TEXTE FOURNI —
=====

Quel horizon ouvrir pour 2050 ?

Geneviève Azam  • 10 juin 2010 abonné·es

2050, voici la date qui semble définir l’horizon des sociétés. Les calculs pour la « réforme » du système des retraites en France sont réalisés par le Conseil d’orientation des retraites en fonction d’hypothèses à l’échelle 2050. Cette date est également celle choisie pour les réductions des émissions de gaz à effet de serre dans le cadre des négociations sur le changement climatique : les émissions globales devraient être au minimum divisées par deux en 2050 pour ne pas dépasser le seuil de réchauffement moyen (plus 2 °C) au-delà duquel des phénomènes d’emballement climatique risquent de se produire. Réaliser ce simple objectif, jugé insuffisant par de nombreux experts, supposerait pour les pays industriels une réduction de l’ordre de 40 % des émissions d’ici à 2020, pour arriver à une réduction de 80 % en 2050.

L’Union européenne, sous la pression de la France et de l’Allemagne, va certainement entériner le choix d’une diminution de 20 % des émissions en 2020 au lieu des 30 % vers lesquels elle semblait timidement s’avancer. Motif : la compétitivité des entreprises, la dette publique, la croissance. Ce choix validerait le calcul réalisé à partir des « engagements » formulés en décembre 2009 : un réchauffement de l’ordre de 3 à 4 °C en 2050. Le coût futur de cette inaction, d’après le rapport de Nicholas Stern sur les conséquences économiques du changement climatique, serait de 5 à 20 fois supérieur à celui d’un engagement immédiat à hauteur de 1 % du PIB mondial. En restant sur le terrain du calcul économique, avec toutes ses limites, il est évident que l’arithmétique économique pour le choix du financement des retraites, par exemple, ne peut ignorer que l’économie dépend de l’équilibre des écosystèmes.

=====

LISTE —
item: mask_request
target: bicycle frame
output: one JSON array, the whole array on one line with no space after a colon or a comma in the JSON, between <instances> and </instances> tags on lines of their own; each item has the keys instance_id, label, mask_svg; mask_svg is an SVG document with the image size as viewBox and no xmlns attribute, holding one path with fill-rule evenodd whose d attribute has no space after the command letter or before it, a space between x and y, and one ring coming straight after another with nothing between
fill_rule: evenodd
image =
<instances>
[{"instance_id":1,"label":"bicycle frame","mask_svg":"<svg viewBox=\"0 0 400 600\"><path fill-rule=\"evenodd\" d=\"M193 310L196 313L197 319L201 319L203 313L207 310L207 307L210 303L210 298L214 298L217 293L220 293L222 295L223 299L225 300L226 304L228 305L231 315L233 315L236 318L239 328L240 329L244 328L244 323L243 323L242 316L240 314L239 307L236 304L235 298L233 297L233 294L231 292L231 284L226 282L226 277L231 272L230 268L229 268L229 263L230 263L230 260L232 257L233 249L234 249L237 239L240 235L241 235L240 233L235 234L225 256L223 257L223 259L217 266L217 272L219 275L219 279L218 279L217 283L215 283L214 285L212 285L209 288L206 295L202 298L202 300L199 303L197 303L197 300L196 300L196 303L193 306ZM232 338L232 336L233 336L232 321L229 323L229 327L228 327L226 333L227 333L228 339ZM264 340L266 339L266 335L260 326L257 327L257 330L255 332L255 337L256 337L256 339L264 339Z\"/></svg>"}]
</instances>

=====

CONSIGNES —
- A) D'après l'article sur l'horizon 2050, quelle diminution des émissions pour 2020 l'Union européenne va-t-elle certainement entériner ?
- B) Reprenez l'article sur l'horizon 2050 à la suite de sa dernière phrase et poursuivez-le.

RÉPONSES DANS L'ORDRE —
- A) Une diminution de 20 % des émissions en 2020, au lieu des 30 % envisagés.

- B)
Revenons à la crise européenne. Son traitement économique par les gouvernements repose sur la déflation, appelée « rigueur ». Dans la concurrence internationale actuelle, organisée par les traités européens et internationaux, pour rester une puissance économique de premier plan, le prix à payer est une saignée sociale. Ce n’est pas sans rappeler l’Angleterre des années 1920, qui, pour garder son leadership et la livre comme monnaie internationale, a infligé à ce pays une austérité qui l’a définitivement déclassée comme leader du monde. Des voix s’élèvent à juste titre contre cette répétition funeste de l’histoire des années 1930. Au lieu de la purge déflationniste, elles prônent une politique de croissance, seule capable d’assurer une amélioration des conditions de vie. Les yeux sont toujours tournés vers le capitalisme d’après-guerre, qui a permis une croissance exceptionnelle, avec des droits sociaux et une amélioration des conditions de vie pour les salariés. Ce fut alors un jeu dit « gagnant-gagnant » : hausse des profits et du pouvoir d’achat des salaires semblaient pouvoir se perpétuer à l’infini. Les perdants étaient oubliés sur le chemin du progrès : c’étaient les pays dits « sous-développés » soumis au pillage des ressources non renouvelables et la nature, malmenée par l’extension du productivisme. Aujourd’hui, selon les plans les plus vertueux, cette croissance serait verte, avec l’inclusion de la nature dans le jeu économique. Force est de constater que cet horizon est peu mobilisateur. Est-il crédible ?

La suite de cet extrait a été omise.